**The exercise**. Find every line in the entries below that contains the word "wire", matching case exactly, and copy each of those lines.

**Material supplied**.

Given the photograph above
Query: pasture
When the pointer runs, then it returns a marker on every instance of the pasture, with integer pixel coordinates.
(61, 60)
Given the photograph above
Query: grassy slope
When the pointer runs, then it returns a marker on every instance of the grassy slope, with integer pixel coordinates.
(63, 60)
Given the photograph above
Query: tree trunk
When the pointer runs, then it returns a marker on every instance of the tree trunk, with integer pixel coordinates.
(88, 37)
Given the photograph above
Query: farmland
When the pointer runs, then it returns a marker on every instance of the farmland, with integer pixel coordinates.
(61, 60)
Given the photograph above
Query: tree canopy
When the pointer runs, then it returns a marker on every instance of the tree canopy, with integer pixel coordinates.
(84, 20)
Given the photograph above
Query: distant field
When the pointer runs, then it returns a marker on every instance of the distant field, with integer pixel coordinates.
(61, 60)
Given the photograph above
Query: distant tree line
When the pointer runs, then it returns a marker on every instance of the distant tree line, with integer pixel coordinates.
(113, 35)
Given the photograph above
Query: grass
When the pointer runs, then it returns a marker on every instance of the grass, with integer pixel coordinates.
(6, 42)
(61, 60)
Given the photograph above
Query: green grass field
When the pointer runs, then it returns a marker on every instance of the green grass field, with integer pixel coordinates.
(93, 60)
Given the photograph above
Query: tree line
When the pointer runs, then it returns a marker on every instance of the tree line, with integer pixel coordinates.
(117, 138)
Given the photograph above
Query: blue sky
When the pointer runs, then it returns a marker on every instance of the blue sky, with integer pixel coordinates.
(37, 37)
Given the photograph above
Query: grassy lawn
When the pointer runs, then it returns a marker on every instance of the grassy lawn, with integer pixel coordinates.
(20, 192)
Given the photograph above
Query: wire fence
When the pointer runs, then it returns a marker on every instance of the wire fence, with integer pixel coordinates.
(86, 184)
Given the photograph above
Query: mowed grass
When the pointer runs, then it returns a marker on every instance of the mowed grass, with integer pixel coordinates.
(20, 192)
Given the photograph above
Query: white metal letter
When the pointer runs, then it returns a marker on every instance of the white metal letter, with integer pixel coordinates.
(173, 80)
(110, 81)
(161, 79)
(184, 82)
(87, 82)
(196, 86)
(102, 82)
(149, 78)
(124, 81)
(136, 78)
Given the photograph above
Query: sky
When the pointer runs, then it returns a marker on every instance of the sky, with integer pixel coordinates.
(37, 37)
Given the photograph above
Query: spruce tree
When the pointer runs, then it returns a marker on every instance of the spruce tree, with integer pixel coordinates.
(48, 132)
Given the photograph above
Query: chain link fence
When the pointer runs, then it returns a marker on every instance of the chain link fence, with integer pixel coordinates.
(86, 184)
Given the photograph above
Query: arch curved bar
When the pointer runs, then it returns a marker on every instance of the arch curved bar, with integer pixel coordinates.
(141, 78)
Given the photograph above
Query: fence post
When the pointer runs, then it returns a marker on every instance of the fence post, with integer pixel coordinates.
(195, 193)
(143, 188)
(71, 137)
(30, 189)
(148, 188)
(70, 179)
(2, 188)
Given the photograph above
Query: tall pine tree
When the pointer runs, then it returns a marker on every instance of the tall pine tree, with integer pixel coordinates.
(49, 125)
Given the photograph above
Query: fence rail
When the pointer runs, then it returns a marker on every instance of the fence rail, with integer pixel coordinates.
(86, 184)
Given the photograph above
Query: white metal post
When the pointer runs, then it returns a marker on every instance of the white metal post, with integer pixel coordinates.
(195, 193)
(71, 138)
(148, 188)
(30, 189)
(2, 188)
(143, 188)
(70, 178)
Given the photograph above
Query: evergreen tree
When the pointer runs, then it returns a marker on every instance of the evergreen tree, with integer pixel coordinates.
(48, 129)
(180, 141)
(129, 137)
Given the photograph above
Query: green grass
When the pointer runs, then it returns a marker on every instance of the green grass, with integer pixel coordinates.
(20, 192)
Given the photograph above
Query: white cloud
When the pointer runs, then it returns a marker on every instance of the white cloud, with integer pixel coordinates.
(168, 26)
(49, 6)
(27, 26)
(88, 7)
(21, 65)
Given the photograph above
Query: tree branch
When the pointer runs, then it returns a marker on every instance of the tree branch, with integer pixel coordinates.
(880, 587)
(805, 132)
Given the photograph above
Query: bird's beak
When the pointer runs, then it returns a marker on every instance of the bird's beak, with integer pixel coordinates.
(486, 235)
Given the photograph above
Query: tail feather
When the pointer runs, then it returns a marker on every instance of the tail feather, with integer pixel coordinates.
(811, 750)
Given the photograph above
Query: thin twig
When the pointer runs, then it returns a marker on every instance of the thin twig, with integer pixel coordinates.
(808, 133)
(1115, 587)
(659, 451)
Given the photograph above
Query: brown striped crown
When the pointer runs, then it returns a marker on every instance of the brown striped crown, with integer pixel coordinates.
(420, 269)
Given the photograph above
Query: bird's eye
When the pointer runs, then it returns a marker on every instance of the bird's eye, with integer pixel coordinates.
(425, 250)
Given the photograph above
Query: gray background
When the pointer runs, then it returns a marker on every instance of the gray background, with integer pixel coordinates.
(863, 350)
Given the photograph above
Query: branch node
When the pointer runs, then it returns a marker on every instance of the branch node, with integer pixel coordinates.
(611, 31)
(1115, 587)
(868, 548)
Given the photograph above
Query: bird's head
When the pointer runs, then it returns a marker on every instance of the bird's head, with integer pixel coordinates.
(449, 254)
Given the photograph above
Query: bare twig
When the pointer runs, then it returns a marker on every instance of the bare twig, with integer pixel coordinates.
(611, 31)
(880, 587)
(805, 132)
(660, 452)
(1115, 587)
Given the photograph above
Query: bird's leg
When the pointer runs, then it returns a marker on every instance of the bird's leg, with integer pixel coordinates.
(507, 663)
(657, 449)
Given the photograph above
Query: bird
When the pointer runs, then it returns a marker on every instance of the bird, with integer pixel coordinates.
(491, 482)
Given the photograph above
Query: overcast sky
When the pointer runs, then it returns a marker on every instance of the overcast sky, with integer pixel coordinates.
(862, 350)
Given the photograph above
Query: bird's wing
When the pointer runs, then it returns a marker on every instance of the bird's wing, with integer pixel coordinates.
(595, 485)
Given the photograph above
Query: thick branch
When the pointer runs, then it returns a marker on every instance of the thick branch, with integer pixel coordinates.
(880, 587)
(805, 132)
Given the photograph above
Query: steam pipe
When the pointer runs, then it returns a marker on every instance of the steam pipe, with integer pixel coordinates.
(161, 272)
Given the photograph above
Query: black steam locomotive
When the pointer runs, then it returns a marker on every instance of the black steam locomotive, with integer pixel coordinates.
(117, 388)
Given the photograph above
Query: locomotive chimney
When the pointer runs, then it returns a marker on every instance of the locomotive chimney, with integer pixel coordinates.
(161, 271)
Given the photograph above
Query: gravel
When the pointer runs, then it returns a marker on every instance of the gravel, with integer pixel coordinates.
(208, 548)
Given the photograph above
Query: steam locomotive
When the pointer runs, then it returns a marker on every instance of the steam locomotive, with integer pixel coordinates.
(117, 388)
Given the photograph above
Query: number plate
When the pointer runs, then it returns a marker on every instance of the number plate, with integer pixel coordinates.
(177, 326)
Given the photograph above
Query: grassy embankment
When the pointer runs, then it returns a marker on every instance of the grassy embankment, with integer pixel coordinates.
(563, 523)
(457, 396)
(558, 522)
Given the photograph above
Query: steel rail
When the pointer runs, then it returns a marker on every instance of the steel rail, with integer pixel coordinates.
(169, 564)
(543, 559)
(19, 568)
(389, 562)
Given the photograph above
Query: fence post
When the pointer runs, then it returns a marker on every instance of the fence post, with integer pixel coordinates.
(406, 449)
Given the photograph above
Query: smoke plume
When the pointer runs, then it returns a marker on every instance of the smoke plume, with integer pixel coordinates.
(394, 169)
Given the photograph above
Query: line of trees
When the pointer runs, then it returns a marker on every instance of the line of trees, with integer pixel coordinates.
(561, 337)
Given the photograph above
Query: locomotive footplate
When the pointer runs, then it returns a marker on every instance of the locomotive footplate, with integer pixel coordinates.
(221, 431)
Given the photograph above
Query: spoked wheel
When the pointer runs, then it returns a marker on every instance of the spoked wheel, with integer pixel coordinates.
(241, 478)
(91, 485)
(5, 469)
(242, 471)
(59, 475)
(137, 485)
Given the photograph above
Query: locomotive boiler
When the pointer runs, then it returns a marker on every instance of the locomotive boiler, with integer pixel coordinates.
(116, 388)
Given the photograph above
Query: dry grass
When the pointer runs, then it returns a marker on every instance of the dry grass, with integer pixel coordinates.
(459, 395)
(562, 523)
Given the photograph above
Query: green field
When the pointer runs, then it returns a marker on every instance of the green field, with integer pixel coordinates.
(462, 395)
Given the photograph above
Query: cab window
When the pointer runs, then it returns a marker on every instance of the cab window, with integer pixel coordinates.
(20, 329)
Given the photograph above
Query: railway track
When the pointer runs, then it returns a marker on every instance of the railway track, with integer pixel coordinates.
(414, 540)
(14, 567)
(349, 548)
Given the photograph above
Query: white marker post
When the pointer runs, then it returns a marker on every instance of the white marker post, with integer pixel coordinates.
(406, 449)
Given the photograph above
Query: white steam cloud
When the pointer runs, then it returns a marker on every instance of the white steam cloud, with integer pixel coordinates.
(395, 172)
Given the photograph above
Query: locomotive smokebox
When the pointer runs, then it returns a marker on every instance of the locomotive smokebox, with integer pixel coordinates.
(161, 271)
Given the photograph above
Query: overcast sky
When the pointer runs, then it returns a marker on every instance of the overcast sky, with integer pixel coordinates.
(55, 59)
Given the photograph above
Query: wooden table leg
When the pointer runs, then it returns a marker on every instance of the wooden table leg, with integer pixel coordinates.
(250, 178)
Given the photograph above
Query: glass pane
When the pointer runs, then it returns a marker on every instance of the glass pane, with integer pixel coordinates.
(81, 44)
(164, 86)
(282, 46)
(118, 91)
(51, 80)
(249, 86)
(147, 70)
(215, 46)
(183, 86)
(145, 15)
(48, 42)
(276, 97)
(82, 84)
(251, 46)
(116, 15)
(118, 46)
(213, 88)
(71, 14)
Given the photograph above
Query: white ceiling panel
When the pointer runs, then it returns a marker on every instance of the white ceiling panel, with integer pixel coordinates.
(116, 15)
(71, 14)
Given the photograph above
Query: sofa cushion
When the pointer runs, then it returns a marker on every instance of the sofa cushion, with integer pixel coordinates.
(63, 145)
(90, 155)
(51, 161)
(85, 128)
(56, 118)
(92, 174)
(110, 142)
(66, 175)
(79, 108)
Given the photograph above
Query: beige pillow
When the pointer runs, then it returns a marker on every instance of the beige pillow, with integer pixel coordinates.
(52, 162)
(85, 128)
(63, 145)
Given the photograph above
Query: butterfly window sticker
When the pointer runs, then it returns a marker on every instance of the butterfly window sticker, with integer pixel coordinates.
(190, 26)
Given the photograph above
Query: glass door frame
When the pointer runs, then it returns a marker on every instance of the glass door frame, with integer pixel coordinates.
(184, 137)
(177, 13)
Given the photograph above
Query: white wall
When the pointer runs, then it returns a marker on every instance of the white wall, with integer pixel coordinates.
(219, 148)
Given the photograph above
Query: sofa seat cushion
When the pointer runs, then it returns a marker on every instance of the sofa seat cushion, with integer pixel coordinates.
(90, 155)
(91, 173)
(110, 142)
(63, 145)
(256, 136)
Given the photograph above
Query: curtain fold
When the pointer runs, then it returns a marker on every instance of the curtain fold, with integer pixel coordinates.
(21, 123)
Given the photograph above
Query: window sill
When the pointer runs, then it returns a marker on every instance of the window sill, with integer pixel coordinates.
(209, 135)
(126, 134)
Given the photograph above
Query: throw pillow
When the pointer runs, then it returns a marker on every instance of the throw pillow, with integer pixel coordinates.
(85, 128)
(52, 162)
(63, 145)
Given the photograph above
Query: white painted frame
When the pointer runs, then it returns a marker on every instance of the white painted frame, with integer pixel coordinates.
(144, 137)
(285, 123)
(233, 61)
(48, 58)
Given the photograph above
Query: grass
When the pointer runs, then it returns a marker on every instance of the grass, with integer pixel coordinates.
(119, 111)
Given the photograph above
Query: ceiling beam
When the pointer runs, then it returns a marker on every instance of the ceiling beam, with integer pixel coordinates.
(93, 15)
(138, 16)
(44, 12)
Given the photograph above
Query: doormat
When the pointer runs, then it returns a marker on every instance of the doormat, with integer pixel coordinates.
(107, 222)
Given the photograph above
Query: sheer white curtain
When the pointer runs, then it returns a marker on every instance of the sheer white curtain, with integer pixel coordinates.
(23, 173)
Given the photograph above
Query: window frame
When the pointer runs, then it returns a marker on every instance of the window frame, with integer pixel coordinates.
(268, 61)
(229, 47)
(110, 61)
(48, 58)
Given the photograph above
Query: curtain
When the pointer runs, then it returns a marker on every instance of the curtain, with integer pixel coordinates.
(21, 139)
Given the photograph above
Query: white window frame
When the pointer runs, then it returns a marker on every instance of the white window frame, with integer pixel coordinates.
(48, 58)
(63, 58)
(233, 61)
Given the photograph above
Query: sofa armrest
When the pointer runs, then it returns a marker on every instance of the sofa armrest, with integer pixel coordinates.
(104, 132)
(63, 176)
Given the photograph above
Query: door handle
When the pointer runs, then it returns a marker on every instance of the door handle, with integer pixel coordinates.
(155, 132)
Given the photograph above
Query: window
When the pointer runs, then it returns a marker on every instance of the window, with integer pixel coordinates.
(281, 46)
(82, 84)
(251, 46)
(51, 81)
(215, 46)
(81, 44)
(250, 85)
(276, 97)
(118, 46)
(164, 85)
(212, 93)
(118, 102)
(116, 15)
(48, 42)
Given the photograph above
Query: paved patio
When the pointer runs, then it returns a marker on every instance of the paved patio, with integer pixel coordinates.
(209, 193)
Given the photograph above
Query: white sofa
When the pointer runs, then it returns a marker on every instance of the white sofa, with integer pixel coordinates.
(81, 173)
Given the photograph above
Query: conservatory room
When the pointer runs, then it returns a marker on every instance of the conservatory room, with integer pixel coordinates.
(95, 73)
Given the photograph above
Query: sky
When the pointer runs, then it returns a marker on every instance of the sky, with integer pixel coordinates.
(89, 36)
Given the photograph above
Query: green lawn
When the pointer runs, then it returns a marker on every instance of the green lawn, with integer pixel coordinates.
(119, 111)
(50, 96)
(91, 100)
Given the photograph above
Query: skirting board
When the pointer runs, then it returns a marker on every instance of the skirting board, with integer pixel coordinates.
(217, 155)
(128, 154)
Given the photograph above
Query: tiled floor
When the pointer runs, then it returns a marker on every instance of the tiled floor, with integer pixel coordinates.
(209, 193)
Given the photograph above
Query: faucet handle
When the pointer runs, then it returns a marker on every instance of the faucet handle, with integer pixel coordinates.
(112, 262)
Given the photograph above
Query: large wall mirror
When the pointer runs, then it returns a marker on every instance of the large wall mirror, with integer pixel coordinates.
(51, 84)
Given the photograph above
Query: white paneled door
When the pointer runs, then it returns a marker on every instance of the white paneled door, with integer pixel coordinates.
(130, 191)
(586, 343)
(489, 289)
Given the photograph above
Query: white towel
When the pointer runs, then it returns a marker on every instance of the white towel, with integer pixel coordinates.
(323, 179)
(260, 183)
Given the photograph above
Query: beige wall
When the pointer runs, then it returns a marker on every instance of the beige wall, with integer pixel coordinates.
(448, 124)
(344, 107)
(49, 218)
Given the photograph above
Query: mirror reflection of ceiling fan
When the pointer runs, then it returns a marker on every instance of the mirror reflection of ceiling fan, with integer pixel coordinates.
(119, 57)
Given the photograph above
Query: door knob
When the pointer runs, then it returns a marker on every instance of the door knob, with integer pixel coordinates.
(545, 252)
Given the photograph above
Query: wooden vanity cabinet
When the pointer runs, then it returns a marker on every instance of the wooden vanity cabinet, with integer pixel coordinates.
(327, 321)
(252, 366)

**Result for this exercise**.
Query: wire fence
When the pointer runs, then it returns a marker on every instance of the wire fence, with integer pixel coordinates.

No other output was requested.